● Gestellte Aufgabe:
Finden Sie in den folgenden Einträgen jede Zeile, die das Wort „wall“ enthält, und geben Sie diese Zeilen unverändert wieder.

---------- Datenzeilen ----------

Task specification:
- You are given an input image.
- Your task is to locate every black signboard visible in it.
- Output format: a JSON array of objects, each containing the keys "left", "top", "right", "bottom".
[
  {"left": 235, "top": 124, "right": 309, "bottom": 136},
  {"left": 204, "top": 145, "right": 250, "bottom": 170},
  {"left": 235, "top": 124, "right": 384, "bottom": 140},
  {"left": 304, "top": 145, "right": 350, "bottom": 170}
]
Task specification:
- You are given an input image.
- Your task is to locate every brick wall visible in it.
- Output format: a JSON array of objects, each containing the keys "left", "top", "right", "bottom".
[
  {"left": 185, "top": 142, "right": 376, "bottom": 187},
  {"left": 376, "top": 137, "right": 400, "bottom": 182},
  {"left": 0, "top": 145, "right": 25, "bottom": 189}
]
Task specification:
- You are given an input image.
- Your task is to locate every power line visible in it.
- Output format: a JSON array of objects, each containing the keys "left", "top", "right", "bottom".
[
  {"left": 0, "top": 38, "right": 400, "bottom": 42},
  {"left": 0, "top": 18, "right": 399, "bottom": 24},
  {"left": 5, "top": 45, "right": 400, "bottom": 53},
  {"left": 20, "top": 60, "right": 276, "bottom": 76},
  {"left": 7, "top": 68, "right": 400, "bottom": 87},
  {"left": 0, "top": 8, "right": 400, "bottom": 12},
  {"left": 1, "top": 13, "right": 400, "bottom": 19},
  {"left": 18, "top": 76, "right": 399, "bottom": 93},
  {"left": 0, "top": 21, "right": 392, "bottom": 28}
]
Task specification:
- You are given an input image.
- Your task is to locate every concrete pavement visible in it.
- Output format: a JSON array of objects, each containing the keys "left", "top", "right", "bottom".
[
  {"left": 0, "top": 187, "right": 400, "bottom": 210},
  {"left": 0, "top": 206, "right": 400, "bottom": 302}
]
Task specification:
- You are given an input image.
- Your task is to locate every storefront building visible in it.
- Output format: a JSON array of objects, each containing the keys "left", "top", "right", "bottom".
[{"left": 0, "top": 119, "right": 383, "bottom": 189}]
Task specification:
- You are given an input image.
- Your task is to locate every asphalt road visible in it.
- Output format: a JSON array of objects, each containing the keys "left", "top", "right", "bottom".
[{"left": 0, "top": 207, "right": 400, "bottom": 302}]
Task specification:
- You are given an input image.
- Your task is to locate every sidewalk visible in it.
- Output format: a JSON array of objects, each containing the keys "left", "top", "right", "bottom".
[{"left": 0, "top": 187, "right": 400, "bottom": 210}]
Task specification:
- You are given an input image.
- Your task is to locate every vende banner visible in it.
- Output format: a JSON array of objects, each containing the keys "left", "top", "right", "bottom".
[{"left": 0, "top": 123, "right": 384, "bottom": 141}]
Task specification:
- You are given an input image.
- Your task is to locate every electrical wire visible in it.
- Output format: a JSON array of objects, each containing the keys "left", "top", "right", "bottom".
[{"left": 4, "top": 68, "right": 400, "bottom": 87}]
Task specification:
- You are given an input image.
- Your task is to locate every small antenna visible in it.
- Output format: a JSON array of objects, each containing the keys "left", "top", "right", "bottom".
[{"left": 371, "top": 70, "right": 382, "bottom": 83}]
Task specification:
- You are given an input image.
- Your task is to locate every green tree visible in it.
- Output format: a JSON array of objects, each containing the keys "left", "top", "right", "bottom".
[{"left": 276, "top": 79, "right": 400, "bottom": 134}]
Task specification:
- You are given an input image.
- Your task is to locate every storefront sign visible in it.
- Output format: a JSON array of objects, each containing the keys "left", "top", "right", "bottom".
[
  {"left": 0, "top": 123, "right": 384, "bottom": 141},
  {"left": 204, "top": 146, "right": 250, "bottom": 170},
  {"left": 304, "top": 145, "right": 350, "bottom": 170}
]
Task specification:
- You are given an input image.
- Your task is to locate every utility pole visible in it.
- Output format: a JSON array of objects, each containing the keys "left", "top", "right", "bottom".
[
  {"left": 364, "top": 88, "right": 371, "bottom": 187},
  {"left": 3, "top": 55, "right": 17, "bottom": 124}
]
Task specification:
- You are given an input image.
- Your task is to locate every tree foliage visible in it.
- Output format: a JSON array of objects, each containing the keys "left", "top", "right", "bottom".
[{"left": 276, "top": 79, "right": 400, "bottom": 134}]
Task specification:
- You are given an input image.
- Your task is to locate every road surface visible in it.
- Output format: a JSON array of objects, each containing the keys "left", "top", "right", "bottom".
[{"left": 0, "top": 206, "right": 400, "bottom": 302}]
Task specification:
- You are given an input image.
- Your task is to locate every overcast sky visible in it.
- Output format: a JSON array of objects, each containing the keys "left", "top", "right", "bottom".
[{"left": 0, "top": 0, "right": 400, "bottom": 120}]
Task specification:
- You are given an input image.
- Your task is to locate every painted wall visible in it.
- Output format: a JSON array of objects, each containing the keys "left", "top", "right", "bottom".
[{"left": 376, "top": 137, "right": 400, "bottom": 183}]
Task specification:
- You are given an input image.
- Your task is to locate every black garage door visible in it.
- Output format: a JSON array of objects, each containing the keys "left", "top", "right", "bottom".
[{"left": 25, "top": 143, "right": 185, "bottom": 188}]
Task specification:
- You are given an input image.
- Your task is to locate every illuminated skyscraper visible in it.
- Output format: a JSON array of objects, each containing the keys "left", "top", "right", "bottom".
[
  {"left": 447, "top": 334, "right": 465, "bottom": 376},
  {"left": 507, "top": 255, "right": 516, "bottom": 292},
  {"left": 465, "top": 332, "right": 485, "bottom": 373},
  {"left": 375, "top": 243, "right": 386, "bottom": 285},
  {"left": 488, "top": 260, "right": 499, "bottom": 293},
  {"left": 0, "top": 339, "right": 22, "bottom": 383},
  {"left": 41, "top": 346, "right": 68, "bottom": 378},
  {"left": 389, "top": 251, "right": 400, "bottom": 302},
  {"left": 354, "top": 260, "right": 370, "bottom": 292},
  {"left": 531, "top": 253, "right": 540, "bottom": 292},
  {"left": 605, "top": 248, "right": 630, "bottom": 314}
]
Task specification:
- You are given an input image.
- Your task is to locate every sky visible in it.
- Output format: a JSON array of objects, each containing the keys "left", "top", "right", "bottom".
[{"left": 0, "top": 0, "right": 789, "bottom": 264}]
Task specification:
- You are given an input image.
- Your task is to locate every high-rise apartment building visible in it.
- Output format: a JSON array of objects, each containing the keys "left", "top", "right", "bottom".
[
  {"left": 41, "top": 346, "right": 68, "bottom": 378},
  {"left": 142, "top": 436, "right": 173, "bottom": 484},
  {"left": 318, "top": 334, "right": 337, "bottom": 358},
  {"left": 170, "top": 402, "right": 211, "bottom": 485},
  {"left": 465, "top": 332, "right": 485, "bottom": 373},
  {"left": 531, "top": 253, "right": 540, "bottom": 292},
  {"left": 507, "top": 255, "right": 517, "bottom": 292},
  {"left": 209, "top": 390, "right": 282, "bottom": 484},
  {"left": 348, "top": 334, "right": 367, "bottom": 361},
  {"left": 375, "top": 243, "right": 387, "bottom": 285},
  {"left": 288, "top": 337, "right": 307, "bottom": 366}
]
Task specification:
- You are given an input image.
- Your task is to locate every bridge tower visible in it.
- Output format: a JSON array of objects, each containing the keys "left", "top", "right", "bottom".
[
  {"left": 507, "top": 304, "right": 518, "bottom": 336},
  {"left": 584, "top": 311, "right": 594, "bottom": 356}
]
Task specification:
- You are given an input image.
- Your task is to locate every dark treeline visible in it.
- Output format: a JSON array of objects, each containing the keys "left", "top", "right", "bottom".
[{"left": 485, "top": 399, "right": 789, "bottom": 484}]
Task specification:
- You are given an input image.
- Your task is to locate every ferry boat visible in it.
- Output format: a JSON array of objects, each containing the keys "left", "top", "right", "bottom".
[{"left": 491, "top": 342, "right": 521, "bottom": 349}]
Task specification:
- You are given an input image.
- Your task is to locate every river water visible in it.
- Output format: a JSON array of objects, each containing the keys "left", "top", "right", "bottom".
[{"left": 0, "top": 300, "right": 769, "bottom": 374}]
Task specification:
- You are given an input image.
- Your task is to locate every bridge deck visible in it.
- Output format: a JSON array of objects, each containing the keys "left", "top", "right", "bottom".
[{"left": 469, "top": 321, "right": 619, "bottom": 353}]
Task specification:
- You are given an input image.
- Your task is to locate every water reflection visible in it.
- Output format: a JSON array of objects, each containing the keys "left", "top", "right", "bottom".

----------

● Antwort zur Aufgabe:
- Your task is to locate every brick wall visible in it.
- Your task is to locate every painted wall visible in it.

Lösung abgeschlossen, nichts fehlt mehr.